## Start Source records

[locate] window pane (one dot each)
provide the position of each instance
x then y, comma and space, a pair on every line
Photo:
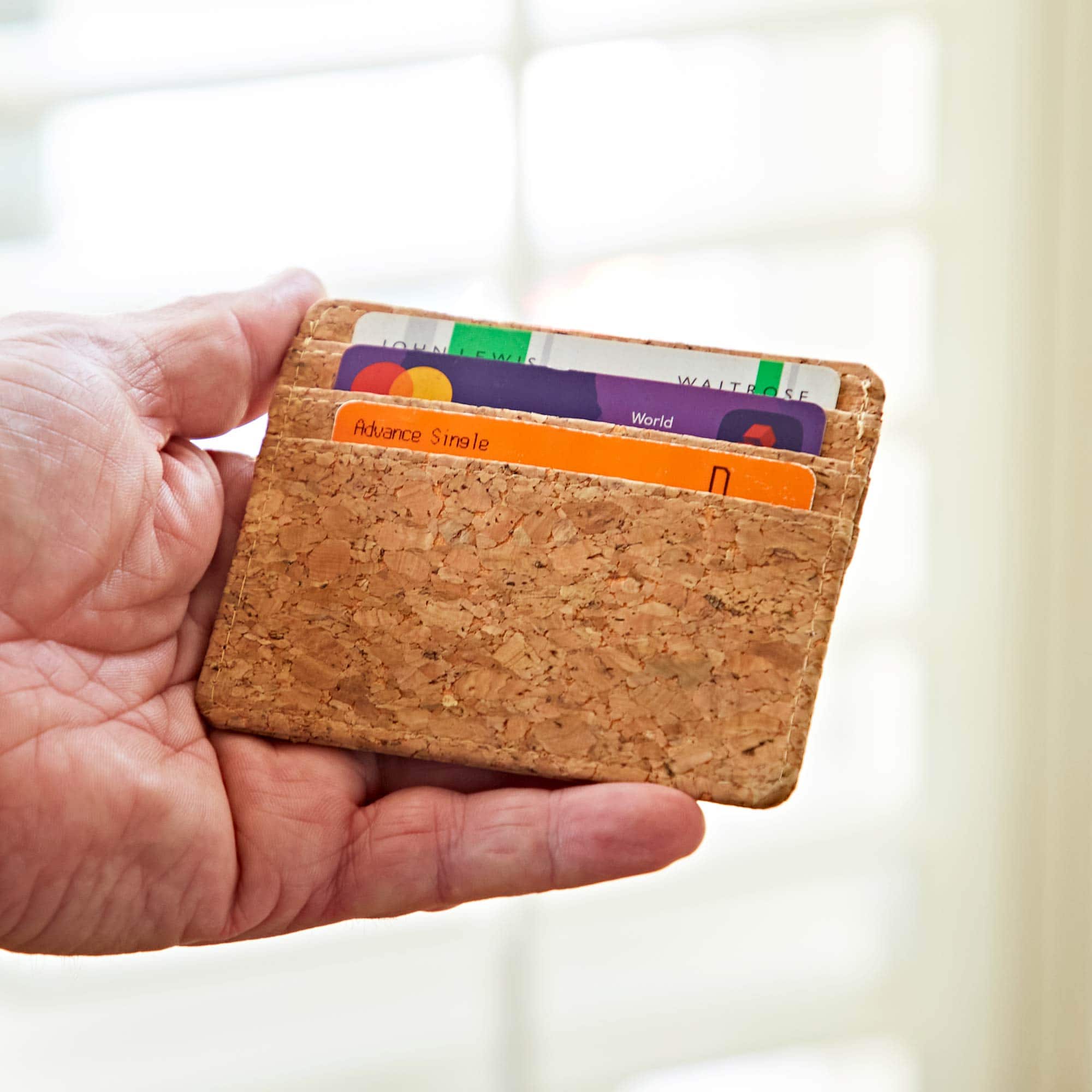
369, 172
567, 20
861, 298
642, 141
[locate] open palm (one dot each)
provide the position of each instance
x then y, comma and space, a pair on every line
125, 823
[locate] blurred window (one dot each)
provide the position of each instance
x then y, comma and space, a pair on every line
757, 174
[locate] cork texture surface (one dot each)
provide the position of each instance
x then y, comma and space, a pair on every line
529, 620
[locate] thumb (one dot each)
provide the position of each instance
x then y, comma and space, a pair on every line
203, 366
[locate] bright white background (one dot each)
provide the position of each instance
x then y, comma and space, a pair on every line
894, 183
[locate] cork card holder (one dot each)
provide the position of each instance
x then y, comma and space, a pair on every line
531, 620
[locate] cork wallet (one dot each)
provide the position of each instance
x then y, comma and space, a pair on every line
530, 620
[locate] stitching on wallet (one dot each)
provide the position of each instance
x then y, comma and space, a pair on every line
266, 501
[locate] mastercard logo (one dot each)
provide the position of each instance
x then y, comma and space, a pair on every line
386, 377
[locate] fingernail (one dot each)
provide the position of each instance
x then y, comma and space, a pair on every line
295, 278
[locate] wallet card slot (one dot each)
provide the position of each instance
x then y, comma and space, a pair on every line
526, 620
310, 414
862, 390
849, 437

## End Source records

**What you are asked to do:**
Copy the data from the line containing "[locate] wallet card slot (one dot each)" through the end of the data, both ends included, keeping the request lines unchanged and increasing every coordinate value in the answers by 113.

**Result below:**
[locate] wallet card slot (one dot each)
provide the position of each instance
x then y, comma and space, a pair on every line
639, 733
423, 527
975, 503
962, 550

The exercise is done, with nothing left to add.